_Document section:_
/---
# Best 4h photo ever



## kimbuffet (Apr 18, 2013)

My daughters show dairy goats in 4H. They did very well this year and we have lots of great pictures. The best pictures are the ones from the Clover Kid Class. The girls loan out their goats to kids 5 to 7 years old and teach them how to show and help them in the ring. The pictures are just adorable.


----------



## Trickyroo (Sep 26, 2012)

Oh that is just adorable ! That really is a perfect picture 
Look at the face on that young man ! He is VERY happy , lol.
I love to see kids enjoying themselves with animals . You know they will remember these times for years to come ! Love it !


----------



## nancy d (Oct 5, 2007)

Very cool pics!


----------



## Naunnie (Jul 4, 2014)

Love it!  "Making Memories" as my Great Grand Mother used to say with her thumb up. :thumbup:


----------



## ksalvagno (Oct 6, 2009)

Very nice!


----------



## toth boer goats (Jul 20, 2008)

Nice


----------



## TWBMom (Oct 10, 2013)

That is wonderful and congrats to your kids for teaching the younger kids. It'll mean so much to them all even if they don't realize it now. I'm so proud and they're not even mine. 


Sent from my iPhone using Goat Forum


----------
\---
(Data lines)
/---
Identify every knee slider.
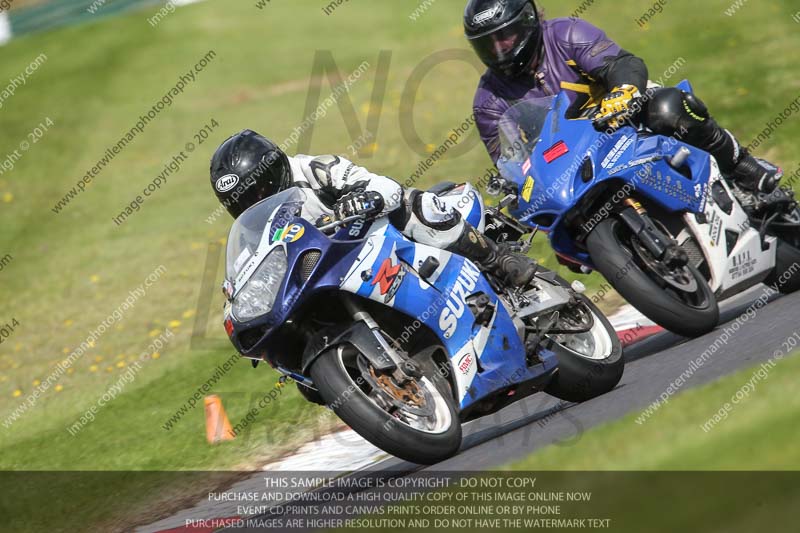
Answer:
[645,87,686,135]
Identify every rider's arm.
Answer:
[472,82,508,163]
[560,19,647,94]
[300,155,403,213]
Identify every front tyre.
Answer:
[311,345,461,464]
[543,296,625,402]
[586,218,719,337]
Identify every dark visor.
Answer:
[469,4,536,67]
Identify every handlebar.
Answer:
[317,215,367,235]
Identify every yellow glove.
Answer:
[592,84,641,129]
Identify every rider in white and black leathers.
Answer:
[211,130,536,286]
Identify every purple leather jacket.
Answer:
[473,18,647,162]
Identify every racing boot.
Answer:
[731,148,783,194]
[697,123,783,194]
[447,223,537,287]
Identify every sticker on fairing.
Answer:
[233,248,253,272]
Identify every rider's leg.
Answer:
[392,189,536,286]
[642,87,783,192]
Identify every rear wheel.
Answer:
[544,296,625,402]
[586,218,719,337]
[311,345,461,464]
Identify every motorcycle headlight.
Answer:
[233,248,288,322]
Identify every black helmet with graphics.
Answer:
[211,130,292,218]
[464,0,543,77]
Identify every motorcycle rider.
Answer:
[464,0,783,193]
[211,130,536,286]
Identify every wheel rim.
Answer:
[614,221,709,309]
[336,347,453,434]
[547,303,614,361]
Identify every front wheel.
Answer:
[586,218,719,337]
[311,345,461,464]
[543,296,625,402]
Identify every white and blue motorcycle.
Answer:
[224,184,624,464]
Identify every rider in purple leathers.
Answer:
[464,0,783,192]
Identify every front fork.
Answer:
[341,293,422,383]
[619,198,689,269]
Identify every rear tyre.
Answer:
[586,218,719,337]
[311,345,461,465]
[544,296,625,402]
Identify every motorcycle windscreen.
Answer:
[225,187,306,283]
[498,96,555,163]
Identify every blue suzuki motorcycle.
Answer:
[224,184,624,464]
[491,81,800,336]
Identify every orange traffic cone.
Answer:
[205,394,236,444]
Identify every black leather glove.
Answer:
[333,191,385,220]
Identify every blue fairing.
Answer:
[226,212,556,408]
[498,88,711,266]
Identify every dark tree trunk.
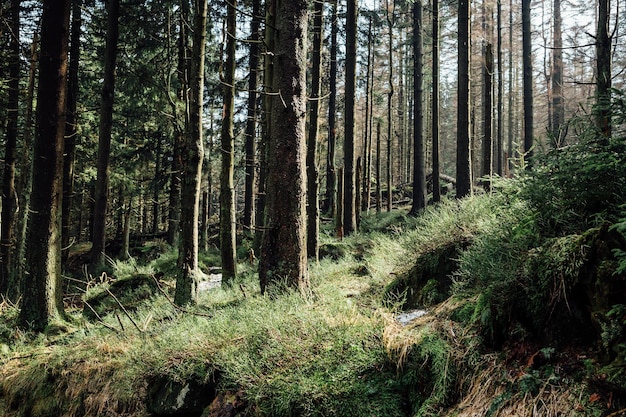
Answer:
[306,1,324,260]
[259,0,309,293]
[324,0,339,217]
[18,0,71,331]
[343,0,357,236]
[220,0,237,283]
[596,0,612,139]
[411,0,427,216]
[243,0,261,230]
[174,0,208,305]
[0,0,20,301]
[61,0,83,261]
[432,0,441,203]
[91,0,120,274]
[522,0,533,167]
[456,0,472,198]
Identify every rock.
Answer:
[147,378,216,417]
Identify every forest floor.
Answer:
[0,193,626,417]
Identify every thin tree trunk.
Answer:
[18,0,71,331]
[242,0,261,230]
[220,0,237,283]
[411,0,427,216]
[343,0,357,231]
[456,0,472,198]
[324,0,339,217]
[522,0,533,167]
[306,1,324,260]
[61,0,83,261]
[432,0,441,203]
[91,0,120,274]
[0,0,20,300]
[174,0,208,305]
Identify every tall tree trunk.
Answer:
[220,0,237,283]
[14,31,39,289]
[324,0,339,217]
[385,0,395,212]
[0,0,20,300]
[551,0,565,148]
[522,0,533,167]
[61,0,83,261]
[242,0,261,230]
[431,0,441,203]
[91,0,120,274]
[259,0,310,293]
[411,0,427,216]
[306,1,324,260]
[343,0,357,232]
[456,0,472,198]
[174,0,208,305]
[596,0,612,139]
[18,0,71,331]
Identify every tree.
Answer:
[456,0,472,198]
[343,0,357,231]
[218,0,237,282]
[61,0,83,259]
[91,0,120,273]
[243,0,261,229]
[0,0,20,300]
[174,0,208,305]
[522,0,533,167]
[306,1,324,259]
[19,0,71,331]
[596,0,612,138]
[431,0,441,203]
[411,0,426,216]
[259,0,309,293]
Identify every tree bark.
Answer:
[0,0,20,301]
[306,1,324,260]
[61,0,83,261]
[432,0,441,203]
[410,0,427,216]
[522,0,533,164]
[91,0,120,274]
[174,0,208,305]
[220,0,237,284]
[259,0,310,293]
[456,0,472,198]
[343,0,357,231]
[18,0,71,331]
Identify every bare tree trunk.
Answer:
[18,0,71,331]
[259,0,310,293]
[0,0,20,300]
[432,0,441,203]
[522,0,533,167]
[61,0,83,261]
[411,0,427,216]
[174,0,208,305]
[456,0,472,198]
[91,0,120,274]
[343,0,357,236]
[306,1,324,260]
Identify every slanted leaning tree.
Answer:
[174,0,208,305]
[19,0,71,331]
[259,0,309,292]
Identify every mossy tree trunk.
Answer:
[259,0,309,292]
[220,0,237,283]
[174,0,208,305]
[91,0,120,274]
[18,0,71,331]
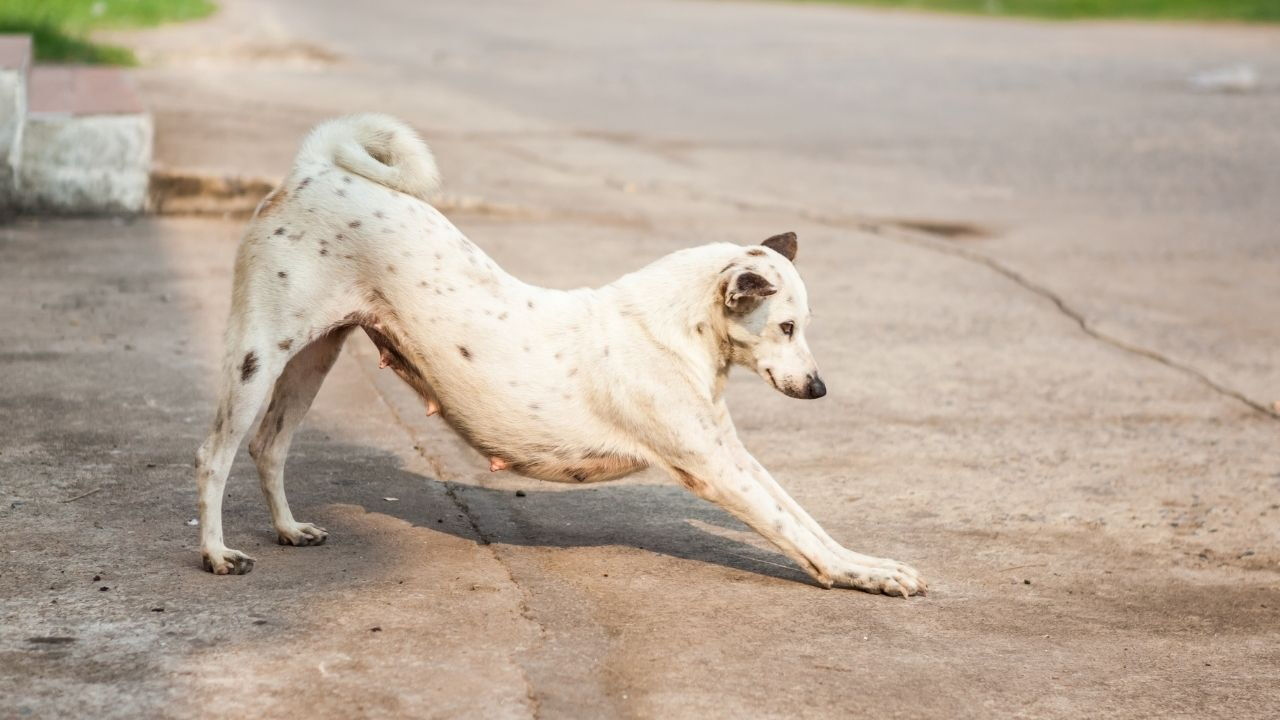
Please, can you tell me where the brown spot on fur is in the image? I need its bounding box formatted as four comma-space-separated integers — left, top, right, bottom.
241, 350, 257, 383
737, 273, 778, 296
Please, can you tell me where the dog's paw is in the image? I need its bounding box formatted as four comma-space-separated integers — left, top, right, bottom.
835, 560, 929, 597
200, 547, 253, 575
275, 523, 329, 547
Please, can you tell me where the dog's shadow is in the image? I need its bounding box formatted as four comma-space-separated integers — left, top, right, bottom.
302, 446, 812, 583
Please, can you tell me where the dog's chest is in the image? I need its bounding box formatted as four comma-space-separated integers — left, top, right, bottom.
371, 246, 644, 482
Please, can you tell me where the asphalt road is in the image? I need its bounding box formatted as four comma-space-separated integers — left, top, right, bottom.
0, 0, 1280, 717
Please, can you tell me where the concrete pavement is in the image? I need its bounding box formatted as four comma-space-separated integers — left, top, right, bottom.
0, 1, 1280, 717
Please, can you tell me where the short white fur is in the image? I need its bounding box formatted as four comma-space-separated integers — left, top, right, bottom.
196, 114, 925, 597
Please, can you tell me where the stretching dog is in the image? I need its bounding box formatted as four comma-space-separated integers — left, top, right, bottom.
196, 114, 925, 597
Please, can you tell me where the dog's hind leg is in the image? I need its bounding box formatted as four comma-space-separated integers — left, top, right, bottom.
196, 310, 309, 575
248, 327, 351, 546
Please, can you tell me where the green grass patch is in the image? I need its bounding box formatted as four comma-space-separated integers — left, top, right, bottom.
0, 0, 215, 65
808, 0, 1280, 22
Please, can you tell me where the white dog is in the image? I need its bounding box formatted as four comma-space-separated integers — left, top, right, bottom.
196, 114, 925, 597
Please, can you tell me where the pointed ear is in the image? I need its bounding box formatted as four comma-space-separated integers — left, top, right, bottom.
760, 232, 796, 263
724, 265, 778, 307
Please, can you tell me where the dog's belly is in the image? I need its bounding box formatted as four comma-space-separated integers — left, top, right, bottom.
361, 285, 648, 483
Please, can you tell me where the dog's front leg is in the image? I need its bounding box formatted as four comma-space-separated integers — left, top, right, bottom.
667, 415, 925, 597
724, 425, 928, 594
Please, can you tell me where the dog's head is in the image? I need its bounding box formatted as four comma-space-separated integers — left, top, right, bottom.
718, 232, 827, 400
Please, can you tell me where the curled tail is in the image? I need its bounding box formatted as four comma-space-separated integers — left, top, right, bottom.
297, 113, 440, 200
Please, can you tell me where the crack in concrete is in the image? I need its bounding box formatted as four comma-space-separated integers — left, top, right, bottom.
348, 343, 547, 720
863, 225, 1280, 420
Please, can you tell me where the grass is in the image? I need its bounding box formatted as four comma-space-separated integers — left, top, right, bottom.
808, 0, 1280, 22
0, 0, 215, 65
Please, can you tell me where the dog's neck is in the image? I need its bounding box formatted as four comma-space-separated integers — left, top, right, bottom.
608, 243, 742, 402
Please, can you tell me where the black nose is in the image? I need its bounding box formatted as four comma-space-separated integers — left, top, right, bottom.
804, 375, 827, 400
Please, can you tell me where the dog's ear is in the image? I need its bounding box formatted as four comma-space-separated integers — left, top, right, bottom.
724, 265, 778, 307
760, 232, 796, 263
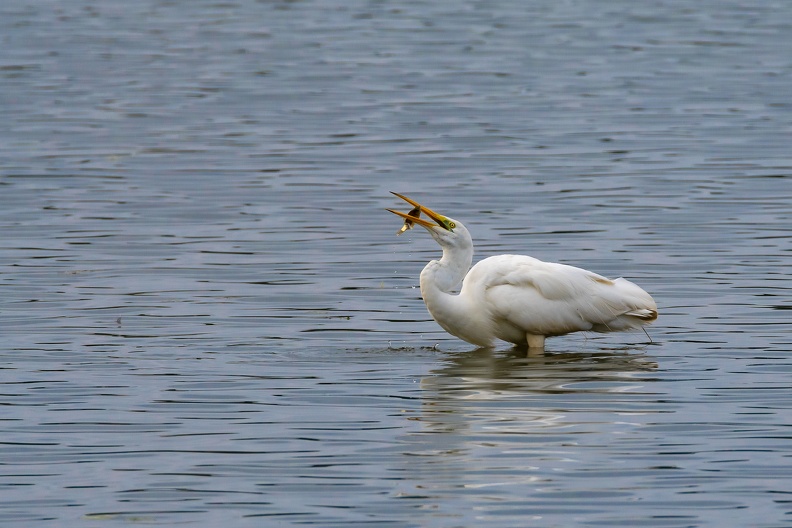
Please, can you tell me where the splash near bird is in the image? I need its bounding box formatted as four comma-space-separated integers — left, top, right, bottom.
388, 193, 657, 349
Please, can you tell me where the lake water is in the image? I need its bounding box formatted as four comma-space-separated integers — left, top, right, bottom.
0, 0, 792, 528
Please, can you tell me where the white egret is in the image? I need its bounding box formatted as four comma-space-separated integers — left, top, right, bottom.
388, 193, 657, 349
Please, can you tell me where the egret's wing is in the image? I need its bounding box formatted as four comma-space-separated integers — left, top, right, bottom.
471, 255, 656, 335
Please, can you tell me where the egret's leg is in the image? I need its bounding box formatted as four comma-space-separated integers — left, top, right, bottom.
525, 334, 544, 350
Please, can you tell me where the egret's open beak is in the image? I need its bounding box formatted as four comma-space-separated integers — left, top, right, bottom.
388, 191, 449, 229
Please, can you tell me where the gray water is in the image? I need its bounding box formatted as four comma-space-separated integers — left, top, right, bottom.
0, 0, 792, 528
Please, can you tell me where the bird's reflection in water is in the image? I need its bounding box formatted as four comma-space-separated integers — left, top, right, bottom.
412, 348, 657, 432
402, 349, 666, 505
424, 348, 657, 395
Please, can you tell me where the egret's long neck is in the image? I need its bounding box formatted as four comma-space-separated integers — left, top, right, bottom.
421, 245, 473, 296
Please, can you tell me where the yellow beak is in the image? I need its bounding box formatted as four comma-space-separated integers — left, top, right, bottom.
388, 191, 448, 229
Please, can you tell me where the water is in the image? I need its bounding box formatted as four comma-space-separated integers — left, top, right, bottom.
0, 0, 792, 527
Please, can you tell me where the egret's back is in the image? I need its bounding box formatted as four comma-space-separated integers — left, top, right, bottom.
461, 255, 657, 344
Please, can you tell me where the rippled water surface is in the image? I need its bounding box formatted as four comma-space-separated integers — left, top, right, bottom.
0, 0, 792, 527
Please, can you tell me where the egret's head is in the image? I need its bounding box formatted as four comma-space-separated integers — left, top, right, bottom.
388, 191, 472, 252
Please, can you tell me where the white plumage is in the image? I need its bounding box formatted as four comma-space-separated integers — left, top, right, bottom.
389, 193, 657, 348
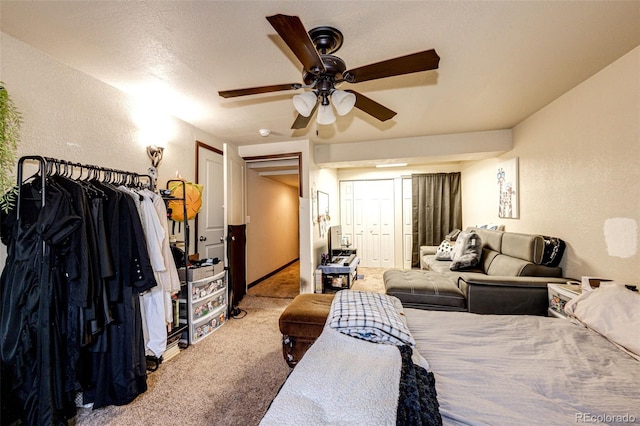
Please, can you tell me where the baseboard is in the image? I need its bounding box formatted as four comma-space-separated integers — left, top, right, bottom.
247, 258, 300, 288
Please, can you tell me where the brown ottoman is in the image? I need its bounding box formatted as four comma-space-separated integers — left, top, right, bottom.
279, 294, 335, 368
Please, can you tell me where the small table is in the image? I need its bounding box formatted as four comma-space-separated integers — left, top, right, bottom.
547, 283, 582, 319
318, 256, 360, 293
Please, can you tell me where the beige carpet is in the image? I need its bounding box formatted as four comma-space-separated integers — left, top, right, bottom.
71, 268, 384, 426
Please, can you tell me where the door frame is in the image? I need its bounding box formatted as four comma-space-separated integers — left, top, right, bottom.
194, 139, 227, 256
242, 152, 302, 197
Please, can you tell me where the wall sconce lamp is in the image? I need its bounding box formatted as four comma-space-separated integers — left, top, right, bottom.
147, 145, 164, 168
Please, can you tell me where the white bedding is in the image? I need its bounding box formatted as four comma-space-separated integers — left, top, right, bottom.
405, 308, 640, 425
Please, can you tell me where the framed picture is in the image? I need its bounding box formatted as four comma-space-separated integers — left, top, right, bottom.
496, 157, 520, 219
317, 191, 329, 220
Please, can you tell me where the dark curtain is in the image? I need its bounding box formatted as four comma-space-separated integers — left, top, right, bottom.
411, 173, 462, 267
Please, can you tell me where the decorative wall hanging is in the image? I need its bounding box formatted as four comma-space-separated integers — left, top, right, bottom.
497, 157, 520, 219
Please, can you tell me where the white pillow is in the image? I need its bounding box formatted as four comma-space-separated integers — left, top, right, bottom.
436, 240, 453, 260
564, 283, 640, 359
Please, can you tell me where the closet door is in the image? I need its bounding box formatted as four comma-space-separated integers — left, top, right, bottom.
340, 182, 358, 249
402, 178, 413, 269
340, 180, 394, 268
197, 145, 225, 261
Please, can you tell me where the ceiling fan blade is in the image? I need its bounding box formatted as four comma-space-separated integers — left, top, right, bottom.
291, 103, 318, 129
347, 90, 397, 121
218, 83, 302, 98
343, 49, 440, 83
267, 15, 325, 74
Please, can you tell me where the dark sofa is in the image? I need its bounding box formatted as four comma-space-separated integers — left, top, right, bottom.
384, 228, 567, 315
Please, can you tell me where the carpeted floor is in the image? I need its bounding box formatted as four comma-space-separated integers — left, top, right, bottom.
71, 268, 384, 426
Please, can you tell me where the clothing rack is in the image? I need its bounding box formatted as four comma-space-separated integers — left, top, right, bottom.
17, 155, 154, 218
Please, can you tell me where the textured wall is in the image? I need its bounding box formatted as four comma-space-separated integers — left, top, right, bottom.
462, 47, 640, 284
0, 33, 222, 265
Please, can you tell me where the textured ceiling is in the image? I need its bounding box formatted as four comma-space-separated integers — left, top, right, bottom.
0, 0, 640, 145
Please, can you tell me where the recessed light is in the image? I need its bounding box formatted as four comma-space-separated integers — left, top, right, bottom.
376, 163, 407, 168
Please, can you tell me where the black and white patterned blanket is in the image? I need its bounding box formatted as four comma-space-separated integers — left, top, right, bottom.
328, 290, 416, 346
260, 290, 442, 426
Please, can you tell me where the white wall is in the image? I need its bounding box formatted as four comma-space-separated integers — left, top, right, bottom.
462, 47, 640, 284
0, 33, 223, 265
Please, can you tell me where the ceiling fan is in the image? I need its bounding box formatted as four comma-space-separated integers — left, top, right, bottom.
218, 14, 440, 129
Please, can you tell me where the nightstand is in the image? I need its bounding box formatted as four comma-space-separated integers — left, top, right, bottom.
547, 283, 582, 318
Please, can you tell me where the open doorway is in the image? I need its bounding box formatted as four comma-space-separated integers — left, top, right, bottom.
245, 153, 302, 298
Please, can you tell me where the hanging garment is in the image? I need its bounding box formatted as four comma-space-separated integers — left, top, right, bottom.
0, 181, 80, 425
120, 187, 167, 358
0, 159, 157, 425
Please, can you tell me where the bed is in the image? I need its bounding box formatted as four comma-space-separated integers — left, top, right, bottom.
262, 285, 640, 425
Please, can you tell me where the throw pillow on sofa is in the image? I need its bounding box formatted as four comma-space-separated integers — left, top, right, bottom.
436, 240, 453, 260
449, 231, 482, 271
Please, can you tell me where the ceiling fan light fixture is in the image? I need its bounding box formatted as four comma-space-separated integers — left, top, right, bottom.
316, 105, 336, 124
293, 92, 318, 117
331, 90, 356, 115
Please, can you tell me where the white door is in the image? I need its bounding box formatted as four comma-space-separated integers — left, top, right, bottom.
402, 178, 413, 269
378, 179, 395, 268
197, 145, 225, 261
340, 181, 358, 249
340, 180, 394, 268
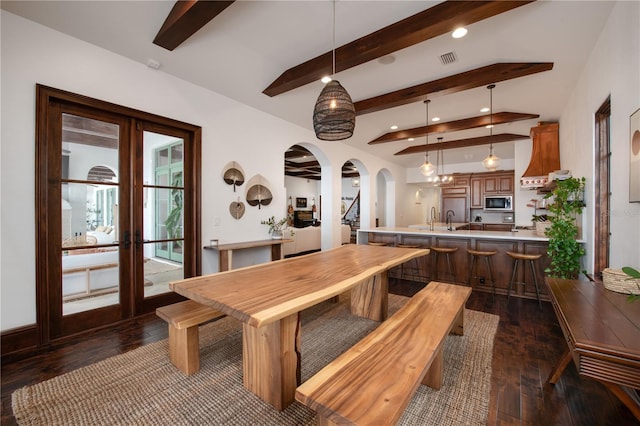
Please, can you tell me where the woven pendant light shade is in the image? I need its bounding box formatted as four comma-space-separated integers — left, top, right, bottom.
313, 80, 356, 141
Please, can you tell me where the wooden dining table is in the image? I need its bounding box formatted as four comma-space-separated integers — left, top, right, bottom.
546, 278, 640, 420
170, 244, 429, 410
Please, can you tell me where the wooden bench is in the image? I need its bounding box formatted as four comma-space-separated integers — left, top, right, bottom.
296, 282, 471, 425
156, 300, 224, 375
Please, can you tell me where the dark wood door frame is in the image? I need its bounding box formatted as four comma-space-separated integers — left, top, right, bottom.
593, 97, 611, 279
35, 84, 202, 346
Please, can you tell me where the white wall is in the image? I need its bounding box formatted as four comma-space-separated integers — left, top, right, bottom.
560, 1, 640, 272
0, 10, 405, 330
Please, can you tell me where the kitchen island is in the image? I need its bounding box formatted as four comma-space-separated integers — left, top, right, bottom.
357, 224, 550, 300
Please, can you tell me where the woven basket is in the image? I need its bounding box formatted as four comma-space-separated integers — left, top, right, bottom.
602, 268, 640, 294
536, 220, 551, 237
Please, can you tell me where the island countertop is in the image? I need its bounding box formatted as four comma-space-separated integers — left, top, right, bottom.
358, 224, 549, 244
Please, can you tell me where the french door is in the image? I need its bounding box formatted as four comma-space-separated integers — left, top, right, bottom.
36, 85, 201, 344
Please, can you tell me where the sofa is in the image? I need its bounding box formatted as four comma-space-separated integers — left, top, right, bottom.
282, 225, 351, 256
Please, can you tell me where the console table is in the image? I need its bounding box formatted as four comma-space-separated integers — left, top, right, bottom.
546, 278, 640, 420
204, 238, 293, 272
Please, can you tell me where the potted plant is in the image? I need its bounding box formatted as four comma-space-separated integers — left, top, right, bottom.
545, 177, 586, 279
260, 216, 287, 240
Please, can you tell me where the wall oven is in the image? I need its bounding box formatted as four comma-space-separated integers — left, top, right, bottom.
484, 195, 513, 212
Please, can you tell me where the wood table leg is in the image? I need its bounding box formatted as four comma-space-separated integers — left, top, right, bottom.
242, 313, 301, 410
351, 271, 389, 321
271, 243, 283, 261
601, 381, 640, 420
547, 348, 572, 385
218, 250, 233, 272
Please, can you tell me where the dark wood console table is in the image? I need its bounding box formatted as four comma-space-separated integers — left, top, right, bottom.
\---
_Exercise task 1:_ Transcribe everything in the goat-showing thread from "## TWBMom (Oct" down to "not even mine.".
_Exercise task 2:_ Condense the paragraph of the goat-showing thread that begins "My daughters show dairy goats" into a shorter version that keeps its main facts.
This material has no connection to the goat-showing thread.

_Task output 1:_
## TWBMom (Oct 10, 2013)

That is wonderful and congrats to your kids for teaching the younger kids. It'll mean so much to them all even if they don't realize it now. I'm so proud and they're not even mine.

_Task output 2:_ The writer's daughters show dairy goats in 4H and did very well this year, so there are many good pictures. The best come from the Clover Kid Class. There the daughters lend their goats to children aged 5 to 7, teach them to show, and help them in the ring. Those pictures are adorable.